[What you have to do] Quote the whole listing word for word, please.

Entries from a pointing dataset:
▬▬▬▬▬▬▬▬▬▬
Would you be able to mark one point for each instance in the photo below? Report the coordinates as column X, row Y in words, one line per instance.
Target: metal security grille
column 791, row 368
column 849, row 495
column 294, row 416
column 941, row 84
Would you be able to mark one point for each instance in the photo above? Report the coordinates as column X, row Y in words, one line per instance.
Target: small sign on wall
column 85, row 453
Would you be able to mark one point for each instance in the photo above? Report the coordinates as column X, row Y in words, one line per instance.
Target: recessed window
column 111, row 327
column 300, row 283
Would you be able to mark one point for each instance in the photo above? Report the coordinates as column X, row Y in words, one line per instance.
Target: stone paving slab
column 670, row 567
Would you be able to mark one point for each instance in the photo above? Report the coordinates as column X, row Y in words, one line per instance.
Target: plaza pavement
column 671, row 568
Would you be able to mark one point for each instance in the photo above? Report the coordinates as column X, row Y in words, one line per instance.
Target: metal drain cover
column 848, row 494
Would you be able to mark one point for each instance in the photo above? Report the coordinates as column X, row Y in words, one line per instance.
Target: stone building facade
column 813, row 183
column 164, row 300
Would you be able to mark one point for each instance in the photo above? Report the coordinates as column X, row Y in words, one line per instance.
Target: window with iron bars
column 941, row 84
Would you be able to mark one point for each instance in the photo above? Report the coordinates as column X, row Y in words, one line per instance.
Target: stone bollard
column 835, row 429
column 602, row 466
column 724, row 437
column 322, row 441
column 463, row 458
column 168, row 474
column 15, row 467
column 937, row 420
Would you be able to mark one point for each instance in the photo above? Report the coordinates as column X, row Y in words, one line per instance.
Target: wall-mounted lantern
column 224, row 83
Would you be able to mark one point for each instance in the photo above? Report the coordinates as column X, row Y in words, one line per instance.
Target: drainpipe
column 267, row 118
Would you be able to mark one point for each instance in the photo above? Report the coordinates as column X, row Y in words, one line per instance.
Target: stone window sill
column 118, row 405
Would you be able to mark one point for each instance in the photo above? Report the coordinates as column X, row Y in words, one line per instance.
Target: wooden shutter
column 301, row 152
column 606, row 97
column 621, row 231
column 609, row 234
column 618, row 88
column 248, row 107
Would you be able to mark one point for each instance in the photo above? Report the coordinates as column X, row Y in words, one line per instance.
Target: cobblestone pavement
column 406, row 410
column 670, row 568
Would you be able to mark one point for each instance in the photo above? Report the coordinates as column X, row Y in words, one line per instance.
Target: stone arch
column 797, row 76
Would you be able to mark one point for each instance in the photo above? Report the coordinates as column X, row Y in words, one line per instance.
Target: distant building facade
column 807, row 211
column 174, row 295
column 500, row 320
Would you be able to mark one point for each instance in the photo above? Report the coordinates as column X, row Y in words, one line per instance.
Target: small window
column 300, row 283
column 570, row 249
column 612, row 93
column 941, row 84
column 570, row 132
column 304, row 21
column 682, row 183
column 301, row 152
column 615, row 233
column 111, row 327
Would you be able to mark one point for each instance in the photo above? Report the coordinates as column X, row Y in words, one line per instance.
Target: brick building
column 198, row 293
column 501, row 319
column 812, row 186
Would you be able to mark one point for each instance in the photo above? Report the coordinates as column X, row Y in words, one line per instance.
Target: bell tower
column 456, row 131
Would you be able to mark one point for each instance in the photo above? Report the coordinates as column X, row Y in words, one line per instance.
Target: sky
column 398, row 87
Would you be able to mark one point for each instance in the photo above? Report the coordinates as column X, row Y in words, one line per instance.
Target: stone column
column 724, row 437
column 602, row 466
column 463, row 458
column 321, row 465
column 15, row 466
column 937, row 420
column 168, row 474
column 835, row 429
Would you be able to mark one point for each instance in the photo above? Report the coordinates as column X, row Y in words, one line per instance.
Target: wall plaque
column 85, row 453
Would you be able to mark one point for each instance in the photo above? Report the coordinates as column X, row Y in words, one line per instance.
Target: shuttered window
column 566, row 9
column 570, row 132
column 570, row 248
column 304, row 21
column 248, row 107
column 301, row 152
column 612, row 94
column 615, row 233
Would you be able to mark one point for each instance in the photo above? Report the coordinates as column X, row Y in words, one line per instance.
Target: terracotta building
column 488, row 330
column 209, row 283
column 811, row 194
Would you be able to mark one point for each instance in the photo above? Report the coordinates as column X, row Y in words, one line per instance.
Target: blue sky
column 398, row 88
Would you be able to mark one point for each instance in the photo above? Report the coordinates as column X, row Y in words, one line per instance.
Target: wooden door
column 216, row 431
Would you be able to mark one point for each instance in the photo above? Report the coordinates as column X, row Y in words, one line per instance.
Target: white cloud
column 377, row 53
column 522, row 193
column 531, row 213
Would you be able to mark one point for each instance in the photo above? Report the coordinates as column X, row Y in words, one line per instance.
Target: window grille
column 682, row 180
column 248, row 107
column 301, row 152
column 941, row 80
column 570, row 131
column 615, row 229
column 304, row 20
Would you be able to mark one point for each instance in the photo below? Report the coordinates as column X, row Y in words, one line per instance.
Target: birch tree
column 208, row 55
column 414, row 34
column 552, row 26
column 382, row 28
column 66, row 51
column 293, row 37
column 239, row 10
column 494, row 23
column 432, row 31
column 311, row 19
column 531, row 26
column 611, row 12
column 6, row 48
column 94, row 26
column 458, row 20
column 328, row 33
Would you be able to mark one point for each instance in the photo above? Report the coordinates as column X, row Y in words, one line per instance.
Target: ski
▬▬▬▬▬▬▬▬▬▬
[Output of the exercise]
Would you be able to mark one point for each instance in the photo below? Report the coordinates as column X, row Y in words, one line per instance.
Target: metal security grille
column 791, row 368
column 849, row 495
column 294, row 416
column 941, row 84
Would you be able to mark one point for each instance in the photo above? Report the coordinates as column X, row Y in words, one line per instance.
Target: small sign on wall
column 85, row 453
Would you be able to mark one point for each instance in the photo above? Report the coordinates as column X, row Y in words, one line per instance.
Target: recessed window
column 111, row 327
column 300, row 283
Would you be able to mark one point for each instance in the photo above? Report the coordinates as column X, row Y in words, one line per instance.
Target: stone paving slab
column 670, row 567
Would you be able to mark one point for each instance in the photo above? Report the coordinates as column X, row Y in words, one line per instance.
Target: plaza pavement
column 671, row 568
Would you be able to mark one point for each instance in the photo above? Report the coordinates as column X, row Y in words, one line per instance.
Target: metal drain cover
column 848, row 494
Would you be able to mark one point for each instance in the photo above? Report the coordinates as column X, row Y in words, one line per instance.
Target: stone building facade
column 813, row 183
column 164, row 300
Would you be able to mark one point for each instance in the photo above? Report the coordinates as column X, row Y in words, one line per instance.
Target: window with iron bars
column 941, row 84
Would you be able to mark one point for each instance in the photo above? Report the coordinates as column X, row Y in words, one line per instance.
Target: stone bollard
column 835, row 429
column 602, row 466
column 724, row 437
column 322, row 441
column 463, row 458
column 168, row 474
column 15, row 467
column 937, row 420
Would you be able to mark one point for each instance in the photo above? Report the coordinates as column X, row Y in words, one line per instance.
Target: wall-mounted lantern
column 224, row 83
Would you be able to mark one point for each instance in the photo above? Report the coordinates as column X, row Y in words, one line per instance.
Target: drainpipe
column 267, row 118
Would you be able to mark one point for each instance in the photo above? Report the coordinates as column X, row Y in words, one line per instance.
Target: stone window sill
column 118, row 405
Would you be able to mark one point for each instance in the photo above? Report the coordinates as column X, row Y in words, one line per instance.
Target: wooden shutter
column 301, row 152
column 606, row 97
column 621, row 231
column 609, row 234
column 618, row 88
column 248, row 107
Would you be able to mark one point for each instance in the photo above? Report the coordinates as column X, row Y in words, one line per instance.
Target: cobblestone pavement
column 406, row 410
column 670, row 568
Would you be able to mark one point for each instance in the photo above? Report the coordinates as column X, row Y in words, one line per instance.
Target: stone arch
column 797, row 76
Would you be able to mark one point for each instance in the photo above? Report the coordinates as column X, row Y in words, one line per instance.
Target: distant building facade
column 807, row 211
column 174, row 295
column 500, row 320
Would you be able to mark one point for each instance in the photo above? Report the coordinates as column X, row Y in words, one line per instance.
Target: small window
column 300, row 283
column 570, row 249
column 612, row 93
column 941, row 84
column 570, row 132
column 304, row 21
column 682, row 183
column 301, row 152
column 615, row 233
column 111, row 327
Would you be able to mark one point for each instance in the photo above? Report the coordinates as column X, row Y in words, one line per instance.
Target: brick building
column 198, row 293
column 501, row 319
column 812, row 186
Would you be able to mark one point for each instance in the photo above? Report the coordinates as column X, row Y in words, one line per instance.
Target: bell tower
column 456, row 131
Would you be able to mark one point for each instance in the photo above? Report the coordinates as column X, row Y in words, one line per instance.
Target: sky
column 398, row 87
Would you be able to mark one point for each instance in the photo above? Report the coordinates as column X, row Y in words, one line per instance.
Target: stone column
column 724, row 437
column 602, row 466
column 463, row 458
column 321, row 465
column 15, row 466
column 937, row 420
column 168, row 474
column 835, row 429
Would you be able to mark one point for each instance in the photo above? Report the coordinates as column X, row Y in words, one line per instance.
Target: wall plaque
column 85, row 453
Would you be able to mark one point for each instance in the photo above? Report the coordinates as column X, row Y in words, one line per instance.
Target: shuttered window
column 566, row 9
column 570, row 132
column 570, row 248
column 304, row 21
column 248, row 107
column 301, row 152
column 612, row 94
column 615, row 233
Would you be able to mark one point for each instance in the photo above? Report the coordinates as column X, row Y in words, one line per instance.
Target: terracotta building
column 488, row 330
column 209, row 283
column 811, row 194
Would you be able to mark one point for each instance in the photo above? Report the coordinates as column X, row Y in words, one line per instance.
Target: blue sky
column 398, row 88
Would you be able to mark one point for each instance in the photo above? Report the coordinates as column X, row Y in words, one line per instance.
Target: wooden door
column 216, row 431
Would you be able to mark one point for each instance in the photo above? Report the coordinates as column X, row Y in words, one line per instance.
Target: white cloud
column 377, row 53
column 522, row 193
column 531, row 213
Would you be able to mark one point for each instance in the photo above? Report the coordinates as column X, row Y in words, one line per instance.
Target: window grille
column 682, row 180
column 248, row 107
column 301, row 152
column 941, row 80
column 570, row 131
column 615, row 229
column 304, row 20
Would you be able to mark one point for each instance in the photo below? Report the coordinates as column X, row Y in words, one line per instance.
Target: birch tree
column 208, row 55
column 414, row 34
column 552, row 26
column 382, row 28
column 66, row 51
column 293, row 37
column 239, row 10
column 494, row 23
column 432, row 31
column 311, row 19
column 531, row 26
column 611, row 12
column 6, row 48
column 94, row 26
column 458, row 20
column 328, row 33
Would you be able to mark one point for each instance in the photo above? Report the coordinates as column X, row Y in words, one line per instance.
Target: ski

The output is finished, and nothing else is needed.